** PROVIDED TEXT follows **

Today, we celebrate World Wildlife Day as a way to raise awareness of the world’s wild animals and plants.

You may notice that the WWF logo looks different today. Along with some of the world’s best-known corporations, NGOs and sports teams, we are removing nature from our branding to highlight the dramatic loss of biodiversity globally and the social and economic risks it poses. Our move supports our year-long campaign, “Love It or Lose It,” which calls on everyone to show their love for nature.

Global populations of mammals, birds, amphibians, reptiles and fish have suffered an average two-thirds decline in less than half a century, according to WWF’s Living Planet Report 2020. If the world carries on with “business as usual,” rates of biodiversity loss seen since 1970 will continue between now and 2050.

WWF’s newest report, World’s Forgotten Fishes, finds that nearly one third of freshwater fishes are threatened with extinction – a catastrophic number for the at least 200 million people who rely on freshwater fish as their major source of protein, many in land-locked and low-income countries.

From an economic perspective, nature’s free fall presents significant material risk for business and finance. By using up natural capital faster than natural systems can replenish it, and not accounting for its value or destruction, we’re putting $44 trillion in economic value generation at risk - more than half of global GDP.

We all depend on nature for our survival, and business is clearly no exception. Global economies are embedded in nature. When we extract natural resources and produce waste, we are damaging the economy and undermining nature’s ability to support it. As demonstrated in The Dasgupta Review on the Economics of Biodiversity, we need to move away from incentivizing short-term, unsustainable growth and instead create sustainable economies.

** End of PROVIDED TEXT **

WORK INSTRUCTION A:
Repeat the World Wildlife Day passage word for word, starting at "Global populations of" and ending at "now and 2050.".
WORK INSTRUCTION B:
Answer these questions from the World Wildlife Day passage:
(i) What is the name of WWF's year-long campaign?
(ii) According to World's Forgotten Fishes, what share of freshwater fishes are threatened with extinction?
(iii) How much economic value generation is put at risk?
The rows after this are separate material, unrelated to the World Wildlife Day passage.

** THE DATA follows **

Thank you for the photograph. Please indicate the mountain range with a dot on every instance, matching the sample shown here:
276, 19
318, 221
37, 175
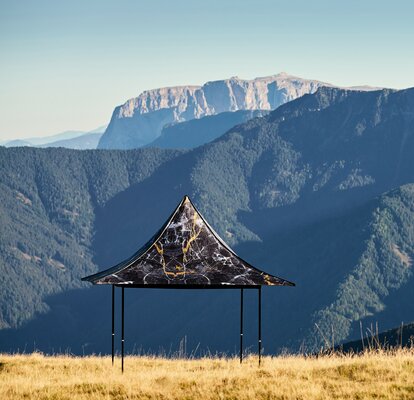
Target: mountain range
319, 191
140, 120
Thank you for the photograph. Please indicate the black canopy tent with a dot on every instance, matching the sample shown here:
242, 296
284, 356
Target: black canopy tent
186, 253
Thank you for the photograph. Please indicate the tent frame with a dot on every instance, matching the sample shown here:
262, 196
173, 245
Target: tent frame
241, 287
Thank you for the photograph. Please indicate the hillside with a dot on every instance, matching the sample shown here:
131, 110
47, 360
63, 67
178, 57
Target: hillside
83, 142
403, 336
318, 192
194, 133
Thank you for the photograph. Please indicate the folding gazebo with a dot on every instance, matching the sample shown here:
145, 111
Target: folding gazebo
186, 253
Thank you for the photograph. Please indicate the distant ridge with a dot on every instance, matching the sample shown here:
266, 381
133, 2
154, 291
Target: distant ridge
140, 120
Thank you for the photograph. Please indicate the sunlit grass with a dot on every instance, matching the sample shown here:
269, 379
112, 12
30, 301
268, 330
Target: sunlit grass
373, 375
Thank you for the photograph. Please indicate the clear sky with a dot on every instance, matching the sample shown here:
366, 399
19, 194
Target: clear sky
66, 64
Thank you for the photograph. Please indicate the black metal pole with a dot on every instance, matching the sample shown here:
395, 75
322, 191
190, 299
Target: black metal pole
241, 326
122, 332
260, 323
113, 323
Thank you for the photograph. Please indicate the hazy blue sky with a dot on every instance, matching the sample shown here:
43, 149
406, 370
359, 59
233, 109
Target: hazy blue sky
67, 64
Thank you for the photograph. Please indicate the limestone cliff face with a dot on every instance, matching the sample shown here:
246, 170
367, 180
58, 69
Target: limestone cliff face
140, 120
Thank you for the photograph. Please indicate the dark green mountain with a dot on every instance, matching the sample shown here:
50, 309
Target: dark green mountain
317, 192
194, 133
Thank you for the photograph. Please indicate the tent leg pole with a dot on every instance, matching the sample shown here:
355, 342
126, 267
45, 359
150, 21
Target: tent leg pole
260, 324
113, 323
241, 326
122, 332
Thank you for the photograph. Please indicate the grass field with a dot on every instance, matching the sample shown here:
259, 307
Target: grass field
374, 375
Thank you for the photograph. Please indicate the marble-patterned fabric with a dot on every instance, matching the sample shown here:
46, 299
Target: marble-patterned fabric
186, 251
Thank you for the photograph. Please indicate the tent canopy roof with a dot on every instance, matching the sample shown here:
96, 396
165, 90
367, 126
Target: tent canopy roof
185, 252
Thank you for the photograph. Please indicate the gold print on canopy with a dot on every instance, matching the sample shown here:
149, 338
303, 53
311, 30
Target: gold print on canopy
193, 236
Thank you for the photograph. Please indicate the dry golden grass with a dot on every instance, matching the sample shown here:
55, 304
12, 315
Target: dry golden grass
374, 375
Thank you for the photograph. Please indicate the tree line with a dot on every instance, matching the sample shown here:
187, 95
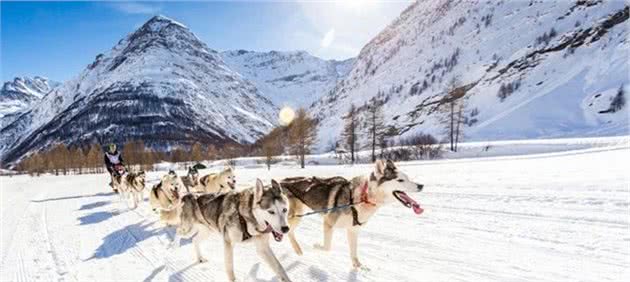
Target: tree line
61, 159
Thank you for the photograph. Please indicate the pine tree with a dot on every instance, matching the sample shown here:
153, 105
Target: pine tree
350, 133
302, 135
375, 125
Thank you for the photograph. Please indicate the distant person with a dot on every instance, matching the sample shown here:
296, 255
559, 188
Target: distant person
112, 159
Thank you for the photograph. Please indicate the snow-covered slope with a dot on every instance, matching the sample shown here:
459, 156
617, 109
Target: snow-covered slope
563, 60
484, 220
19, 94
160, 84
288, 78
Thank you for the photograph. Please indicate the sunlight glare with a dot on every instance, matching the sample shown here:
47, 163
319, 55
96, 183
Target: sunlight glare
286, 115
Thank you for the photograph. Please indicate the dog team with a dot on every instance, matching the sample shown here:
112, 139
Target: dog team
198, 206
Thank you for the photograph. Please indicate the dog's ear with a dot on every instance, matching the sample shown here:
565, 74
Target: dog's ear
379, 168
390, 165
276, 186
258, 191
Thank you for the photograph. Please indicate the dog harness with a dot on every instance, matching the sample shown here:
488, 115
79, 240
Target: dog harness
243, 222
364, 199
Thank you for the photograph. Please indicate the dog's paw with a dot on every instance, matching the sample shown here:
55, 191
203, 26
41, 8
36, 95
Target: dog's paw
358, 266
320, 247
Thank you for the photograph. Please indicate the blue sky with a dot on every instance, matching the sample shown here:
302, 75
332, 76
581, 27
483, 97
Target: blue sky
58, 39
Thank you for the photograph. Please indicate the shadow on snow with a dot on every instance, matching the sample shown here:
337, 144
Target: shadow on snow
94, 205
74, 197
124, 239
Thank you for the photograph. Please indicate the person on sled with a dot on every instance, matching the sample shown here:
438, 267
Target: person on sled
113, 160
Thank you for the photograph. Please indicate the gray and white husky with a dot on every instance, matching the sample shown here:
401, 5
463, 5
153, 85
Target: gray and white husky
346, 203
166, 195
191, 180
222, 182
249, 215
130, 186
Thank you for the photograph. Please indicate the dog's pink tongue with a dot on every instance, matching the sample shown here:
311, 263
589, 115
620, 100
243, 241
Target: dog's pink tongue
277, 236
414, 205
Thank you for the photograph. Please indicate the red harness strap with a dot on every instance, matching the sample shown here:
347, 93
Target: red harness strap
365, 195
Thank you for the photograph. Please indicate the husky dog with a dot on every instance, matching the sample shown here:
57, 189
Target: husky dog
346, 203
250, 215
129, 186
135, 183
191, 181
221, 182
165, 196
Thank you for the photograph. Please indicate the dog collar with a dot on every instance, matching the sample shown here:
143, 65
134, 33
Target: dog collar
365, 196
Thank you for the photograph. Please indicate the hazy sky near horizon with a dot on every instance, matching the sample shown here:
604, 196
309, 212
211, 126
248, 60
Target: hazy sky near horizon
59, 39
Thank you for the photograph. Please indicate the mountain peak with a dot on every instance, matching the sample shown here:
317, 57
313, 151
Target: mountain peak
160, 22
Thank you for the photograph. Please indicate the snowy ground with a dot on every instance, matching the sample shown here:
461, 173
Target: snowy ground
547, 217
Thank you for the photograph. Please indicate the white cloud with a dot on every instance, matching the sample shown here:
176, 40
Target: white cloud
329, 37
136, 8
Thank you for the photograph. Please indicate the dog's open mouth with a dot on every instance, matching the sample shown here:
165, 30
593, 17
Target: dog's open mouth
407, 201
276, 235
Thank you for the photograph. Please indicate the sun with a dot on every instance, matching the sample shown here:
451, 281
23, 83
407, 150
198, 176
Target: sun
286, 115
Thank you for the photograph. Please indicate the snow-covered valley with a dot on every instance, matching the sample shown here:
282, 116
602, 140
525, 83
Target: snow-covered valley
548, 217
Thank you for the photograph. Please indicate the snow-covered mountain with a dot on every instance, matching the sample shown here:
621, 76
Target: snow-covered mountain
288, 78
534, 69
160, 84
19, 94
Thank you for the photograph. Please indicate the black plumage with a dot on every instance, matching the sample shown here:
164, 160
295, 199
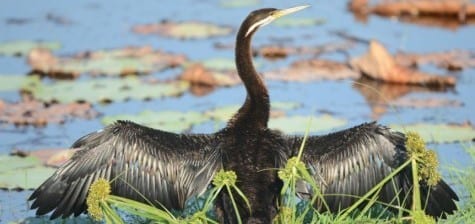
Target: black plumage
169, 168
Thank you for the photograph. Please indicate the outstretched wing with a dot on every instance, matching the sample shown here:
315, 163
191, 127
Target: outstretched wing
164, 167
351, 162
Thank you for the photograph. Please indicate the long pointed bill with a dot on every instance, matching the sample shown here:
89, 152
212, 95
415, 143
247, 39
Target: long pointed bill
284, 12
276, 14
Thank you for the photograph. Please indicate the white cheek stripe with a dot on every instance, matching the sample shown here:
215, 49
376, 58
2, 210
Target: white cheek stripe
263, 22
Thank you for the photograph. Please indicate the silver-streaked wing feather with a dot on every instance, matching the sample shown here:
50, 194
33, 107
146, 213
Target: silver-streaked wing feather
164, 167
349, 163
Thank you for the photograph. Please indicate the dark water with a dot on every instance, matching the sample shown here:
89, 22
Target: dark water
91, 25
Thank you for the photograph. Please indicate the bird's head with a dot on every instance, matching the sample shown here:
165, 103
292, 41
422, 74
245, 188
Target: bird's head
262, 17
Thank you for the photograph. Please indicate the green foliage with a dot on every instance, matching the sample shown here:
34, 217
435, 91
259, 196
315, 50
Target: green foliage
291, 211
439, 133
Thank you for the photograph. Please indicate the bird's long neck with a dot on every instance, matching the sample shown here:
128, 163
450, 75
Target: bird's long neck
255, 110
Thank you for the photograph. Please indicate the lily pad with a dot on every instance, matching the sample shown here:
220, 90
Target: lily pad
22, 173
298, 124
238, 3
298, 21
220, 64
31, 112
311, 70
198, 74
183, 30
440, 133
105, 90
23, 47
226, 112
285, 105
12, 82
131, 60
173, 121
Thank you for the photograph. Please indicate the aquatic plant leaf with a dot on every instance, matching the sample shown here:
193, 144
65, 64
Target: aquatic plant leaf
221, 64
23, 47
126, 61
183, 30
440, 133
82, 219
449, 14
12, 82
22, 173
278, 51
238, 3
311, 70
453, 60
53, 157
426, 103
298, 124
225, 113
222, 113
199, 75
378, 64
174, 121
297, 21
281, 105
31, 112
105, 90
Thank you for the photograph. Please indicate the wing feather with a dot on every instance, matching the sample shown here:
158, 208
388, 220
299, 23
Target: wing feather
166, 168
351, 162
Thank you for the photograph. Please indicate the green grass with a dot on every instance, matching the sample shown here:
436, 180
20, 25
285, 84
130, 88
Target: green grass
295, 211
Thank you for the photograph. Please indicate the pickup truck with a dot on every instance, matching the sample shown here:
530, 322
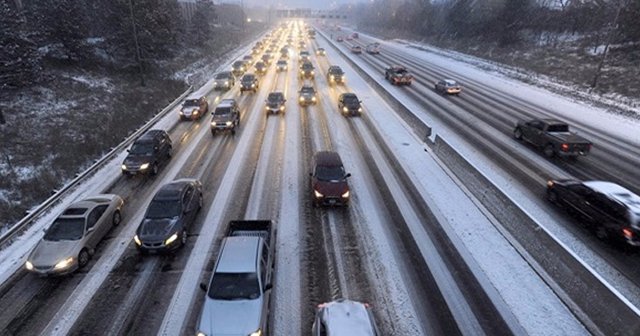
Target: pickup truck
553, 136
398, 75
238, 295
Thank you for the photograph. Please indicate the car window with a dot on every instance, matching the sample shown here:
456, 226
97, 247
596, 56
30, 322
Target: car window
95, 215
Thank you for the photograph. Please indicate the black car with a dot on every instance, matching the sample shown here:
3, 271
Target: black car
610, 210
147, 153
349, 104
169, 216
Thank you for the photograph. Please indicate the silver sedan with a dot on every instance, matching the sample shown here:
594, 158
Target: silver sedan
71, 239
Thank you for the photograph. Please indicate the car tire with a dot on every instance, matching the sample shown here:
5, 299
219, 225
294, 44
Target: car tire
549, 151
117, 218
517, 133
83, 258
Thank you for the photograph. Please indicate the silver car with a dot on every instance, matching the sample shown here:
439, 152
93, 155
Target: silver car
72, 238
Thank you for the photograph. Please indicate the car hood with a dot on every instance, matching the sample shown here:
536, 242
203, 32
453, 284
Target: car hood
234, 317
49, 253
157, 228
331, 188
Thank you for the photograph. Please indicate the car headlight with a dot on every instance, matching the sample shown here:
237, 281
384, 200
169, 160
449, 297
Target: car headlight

** End of THE DATA **

ANSWER BOX A:
Global populations of mammals, birds, amphibians, reptiles and fish have suffered an average two-thirds decline in less than half a century, according to WWF’s Living Planet Report 2020. If the world carries on with “business as usual,” rates of biodiversity loss seen since 1970 will continue between now and 2050.

ANSWER BOX B:
(i) "Love It or Lose It"
(ii) Nearly one third
(iii) $44 trillion, more than half of global GDP